#### AUSGEWÄHLTER AUSZUG ####

Maduro kann nun für ein Jahr Dekrete erlassen, die Gesetzeskraft haben und vom Parlament nicht mehr bestätigt zu werden brauchen. Die Opposition ist strikt dagegen, ihrer Meinung nach reichen die normalen Befugnisse der Exekutive aus. Um dem Präsidenten Sondervollmachten zu erteilen, ist eine Drei-Fünftel-Mehrheit nötig, die das Regierungslager nur knapp zustande brachte.
Im Hintergrund steht die immer dramatischere Wirtschaftslage des Landes, das eine Inflation von 54 Prozent im Jahr verzeichnet. Der Schwarzmarktkurs des Dollars ist bis zu achtmal höher als der offizielle. Selbst bei Gütern des Grundbedarfs herrscht eine Unterversorgung von 20 Prozent. In die staatliche Ölindustrie, mit deren Gewinnen Maduro-Vorgänger Hugo Chávez zahlreiche populäre Sozialprogramme finanziert hat, wird Kritikern zufolge seit Jahren viel zu wenig investiert, sodass die Gewinne eingebrochen sind.

#### BEREITGESTELLTES MATERIAL ####

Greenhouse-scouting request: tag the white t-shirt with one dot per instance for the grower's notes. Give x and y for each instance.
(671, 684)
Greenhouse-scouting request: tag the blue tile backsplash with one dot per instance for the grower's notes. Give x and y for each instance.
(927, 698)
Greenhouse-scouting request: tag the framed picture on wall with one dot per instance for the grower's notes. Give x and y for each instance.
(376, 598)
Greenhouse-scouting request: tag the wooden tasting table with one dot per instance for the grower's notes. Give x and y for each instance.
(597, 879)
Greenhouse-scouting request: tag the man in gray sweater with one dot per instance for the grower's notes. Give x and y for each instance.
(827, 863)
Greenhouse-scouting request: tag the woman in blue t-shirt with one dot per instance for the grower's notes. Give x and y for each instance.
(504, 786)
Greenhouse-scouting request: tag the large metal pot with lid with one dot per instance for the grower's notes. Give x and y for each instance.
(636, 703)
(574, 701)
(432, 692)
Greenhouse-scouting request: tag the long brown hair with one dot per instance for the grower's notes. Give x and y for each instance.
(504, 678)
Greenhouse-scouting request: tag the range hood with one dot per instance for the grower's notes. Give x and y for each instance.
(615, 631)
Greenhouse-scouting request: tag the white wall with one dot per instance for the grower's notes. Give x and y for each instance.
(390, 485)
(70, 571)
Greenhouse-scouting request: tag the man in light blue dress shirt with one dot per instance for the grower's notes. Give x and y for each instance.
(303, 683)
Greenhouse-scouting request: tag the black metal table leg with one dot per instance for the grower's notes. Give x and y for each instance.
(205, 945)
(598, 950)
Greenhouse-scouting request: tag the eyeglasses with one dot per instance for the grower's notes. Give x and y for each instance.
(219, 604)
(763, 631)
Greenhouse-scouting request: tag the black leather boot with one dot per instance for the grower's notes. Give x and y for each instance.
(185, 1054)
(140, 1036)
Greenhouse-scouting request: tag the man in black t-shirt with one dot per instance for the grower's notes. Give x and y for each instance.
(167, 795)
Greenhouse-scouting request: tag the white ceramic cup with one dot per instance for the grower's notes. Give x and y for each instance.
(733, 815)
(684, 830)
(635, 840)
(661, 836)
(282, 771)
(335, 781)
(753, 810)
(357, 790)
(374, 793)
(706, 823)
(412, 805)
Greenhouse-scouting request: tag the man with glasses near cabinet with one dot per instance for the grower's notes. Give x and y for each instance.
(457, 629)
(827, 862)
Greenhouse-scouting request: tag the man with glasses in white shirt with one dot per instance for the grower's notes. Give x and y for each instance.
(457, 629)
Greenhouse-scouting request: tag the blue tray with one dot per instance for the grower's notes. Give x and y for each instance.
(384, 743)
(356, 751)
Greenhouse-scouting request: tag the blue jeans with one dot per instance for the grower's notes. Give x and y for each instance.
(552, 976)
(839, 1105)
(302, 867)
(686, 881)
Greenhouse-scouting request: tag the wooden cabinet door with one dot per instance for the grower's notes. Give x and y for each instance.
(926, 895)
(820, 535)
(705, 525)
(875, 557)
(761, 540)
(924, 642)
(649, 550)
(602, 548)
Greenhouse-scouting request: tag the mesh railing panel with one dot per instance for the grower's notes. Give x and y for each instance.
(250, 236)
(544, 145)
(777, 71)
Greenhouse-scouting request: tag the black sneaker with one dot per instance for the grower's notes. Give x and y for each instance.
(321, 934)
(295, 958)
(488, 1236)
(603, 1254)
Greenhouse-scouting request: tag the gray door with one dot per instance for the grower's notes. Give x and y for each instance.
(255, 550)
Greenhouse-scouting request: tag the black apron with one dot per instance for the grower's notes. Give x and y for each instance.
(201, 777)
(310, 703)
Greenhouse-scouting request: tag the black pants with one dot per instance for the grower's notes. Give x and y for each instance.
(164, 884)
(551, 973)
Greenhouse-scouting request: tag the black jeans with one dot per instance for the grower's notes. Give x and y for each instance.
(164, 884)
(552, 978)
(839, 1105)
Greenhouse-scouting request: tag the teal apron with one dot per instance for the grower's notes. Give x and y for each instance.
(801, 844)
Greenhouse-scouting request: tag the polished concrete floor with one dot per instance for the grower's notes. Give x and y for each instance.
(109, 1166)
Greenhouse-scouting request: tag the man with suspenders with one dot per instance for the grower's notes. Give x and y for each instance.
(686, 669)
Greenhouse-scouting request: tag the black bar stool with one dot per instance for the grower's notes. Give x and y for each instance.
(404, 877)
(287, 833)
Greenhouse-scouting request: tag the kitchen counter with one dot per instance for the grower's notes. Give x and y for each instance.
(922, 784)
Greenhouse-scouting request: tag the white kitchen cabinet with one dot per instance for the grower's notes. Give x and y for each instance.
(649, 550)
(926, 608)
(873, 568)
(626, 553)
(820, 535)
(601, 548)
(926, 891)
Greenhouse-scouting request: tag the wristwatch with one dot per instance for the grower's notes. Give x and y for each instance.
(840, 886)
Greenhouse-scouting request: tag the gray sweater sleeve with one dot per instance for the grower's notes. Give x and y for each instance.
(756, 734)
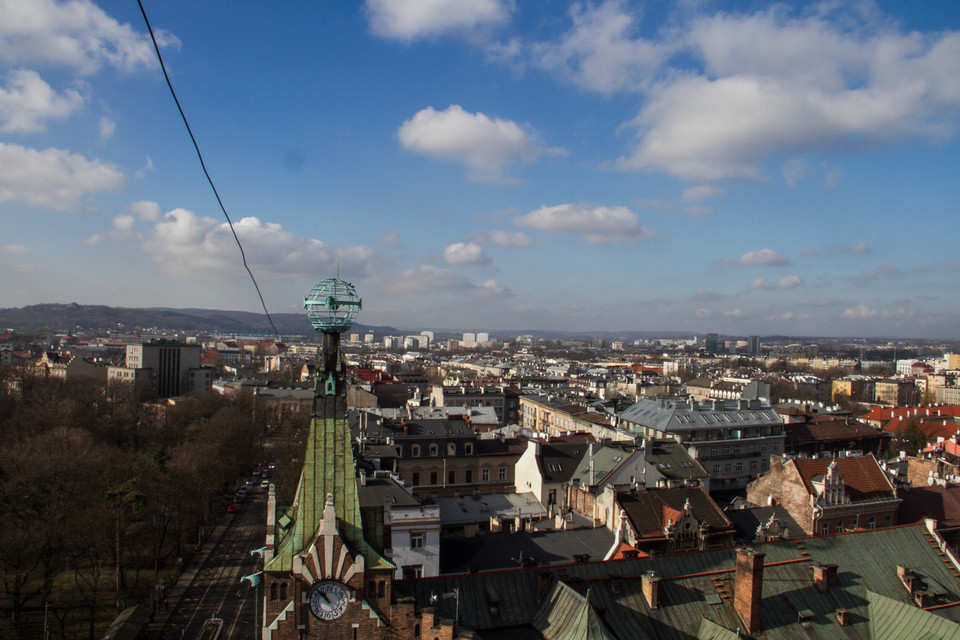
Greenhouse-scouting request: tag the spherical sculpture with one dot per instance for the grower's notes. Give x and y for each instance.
(332, 305)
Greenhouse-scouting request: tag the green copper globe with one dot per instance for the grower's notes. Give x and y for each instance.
(332, 305)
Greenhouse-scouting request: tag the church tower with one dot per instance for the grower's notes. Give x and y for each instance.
(321, 577)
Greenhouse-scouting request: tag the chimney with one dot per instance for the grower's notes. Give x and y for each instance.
(843, 617)
(823, 575)
(748, 588)
(544, 579)
(651, 589)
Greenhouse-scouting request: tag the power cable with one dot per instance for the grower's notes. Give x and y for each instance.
(204, 167)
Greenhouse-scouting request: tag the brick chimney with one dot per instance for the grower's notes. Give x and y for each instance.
(748, 588)
(823, 575)
(650, 583)
(843, 617)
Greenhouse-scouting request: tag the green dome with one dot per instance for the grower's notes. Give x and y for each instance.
(332, 305)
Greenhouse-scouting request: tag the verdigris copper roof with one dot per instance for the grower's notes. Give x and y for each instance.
(669, 415)
(697, 587)
(567, 615)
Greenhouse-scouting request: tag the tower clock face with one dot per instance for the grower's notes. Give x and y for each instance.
(328, 600)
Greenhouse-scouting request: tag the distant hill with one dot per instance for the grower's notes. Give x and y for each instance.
(61, 318)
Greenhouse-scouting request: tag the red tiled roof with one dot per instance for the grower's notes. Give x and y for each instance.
(862, 476)
(884, 414)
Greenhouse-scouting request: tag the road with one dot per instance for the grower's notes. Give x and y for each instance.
(215, 589)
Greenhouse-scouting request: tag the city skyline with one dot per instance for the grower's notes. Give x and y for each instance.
(744, 169)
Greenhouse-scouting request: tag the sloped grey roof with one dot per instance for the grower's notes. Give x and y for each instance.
(680, 415)
(690, 584)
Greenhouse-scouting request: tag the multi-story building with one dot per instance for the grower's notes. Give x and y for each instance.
(896, 392)
(504, 400)
(732, 439)
(173, 368)
(441, 457)
(827, 496)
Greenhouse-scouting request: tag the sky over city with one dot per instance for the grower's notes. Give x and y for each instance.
(487, 165)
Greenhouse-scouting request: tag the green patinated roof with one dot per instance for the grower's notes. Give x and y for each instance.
(892, 619)
(699, 586)
(567, 615)
(328, 468)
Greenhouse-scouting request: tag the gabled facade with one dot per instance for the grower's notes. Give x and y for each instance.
(829, 496)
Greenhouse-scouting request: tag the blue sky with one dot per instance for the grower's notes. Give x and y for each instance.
(742, 168)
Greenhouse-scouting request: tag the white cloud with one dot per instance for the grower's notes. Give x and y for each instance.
(184, 244)
(700, 193)
(596, 225)
(601, 51)
(107, 127)
(794, 170)
(75, 34)
(493, 288)
(772, 84)
(145, 210)
(786, 282)
(502, 238)
(764, 257)
(124, 223)
(53, 178)
(860, 312)
(412, 19)
(462, 253)
(487, 146)
(28, 101)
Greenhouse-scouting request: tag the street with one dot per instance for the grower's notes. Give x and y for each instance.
(213, 587)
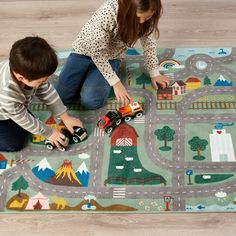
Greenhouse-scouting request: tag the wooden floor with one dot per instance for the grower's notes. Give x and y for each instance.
(185, 23)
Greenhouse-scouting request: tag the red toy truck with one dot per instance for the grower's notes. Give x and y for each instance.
(114, 118)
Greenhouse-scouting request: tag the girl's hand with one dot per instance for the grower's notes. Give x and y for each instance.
(57, 138)
(70, 122)
(160, 81)
(121, 93)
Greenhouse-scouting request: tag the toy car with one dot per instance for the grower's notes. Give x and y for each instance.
(79, 135)
(114, 118)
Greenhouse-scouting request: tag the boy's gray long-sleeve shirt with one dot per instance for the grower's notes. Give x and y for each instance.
(99, 40)
(14, 102)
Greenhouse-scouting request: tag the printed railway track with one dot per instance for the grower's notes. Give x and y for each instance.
(76, 106)
(171, 105)
(161, 105)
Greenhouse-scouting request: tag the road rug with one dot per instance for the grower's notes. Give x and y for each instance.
(178, 157)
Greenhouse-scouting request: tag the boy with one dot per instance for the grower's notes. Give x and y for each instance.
(25, 75)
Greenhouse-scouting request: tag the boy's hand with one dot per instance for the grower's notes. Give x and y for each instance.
(160, 81)
(57, 138)
(70, 122)
(121, 93)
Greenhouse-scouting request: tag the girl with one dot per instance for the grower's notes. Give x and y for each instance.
(91, 68)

####

• _ARBEITSAUFTRAG_:
Schreib aus dem Text über Maduros Sondervollmachten den Abschnitt von „Im Hintergrund steht“ bis „Gewinne eingebrochen sind.“ wortgetreu ab.

• _ERGEBNIS_:
Im Hintergrund steht die immer dramatischere Wirtschaftslage des Landes, das eine Inflation von 54 Prozent im Jahr verzeichnet. Der Schwarzmarktkurs des Dollars ist bis zu achtmal höher als der offizielle. Selbst bei Gütern des Grundbedarfs herrscht eine Unterversorgung von 20 Prozent. In die staatliche Ölindustrie, mit deren Gewinnen Maduro-Vorgänger Hugo Chávez zahlreiche populäre Sozialprogramme finanziert hat, wird Kritikern zufolge seit Jahren viel zu wenig investiert, sodass die Gewinne eingebrochen sind.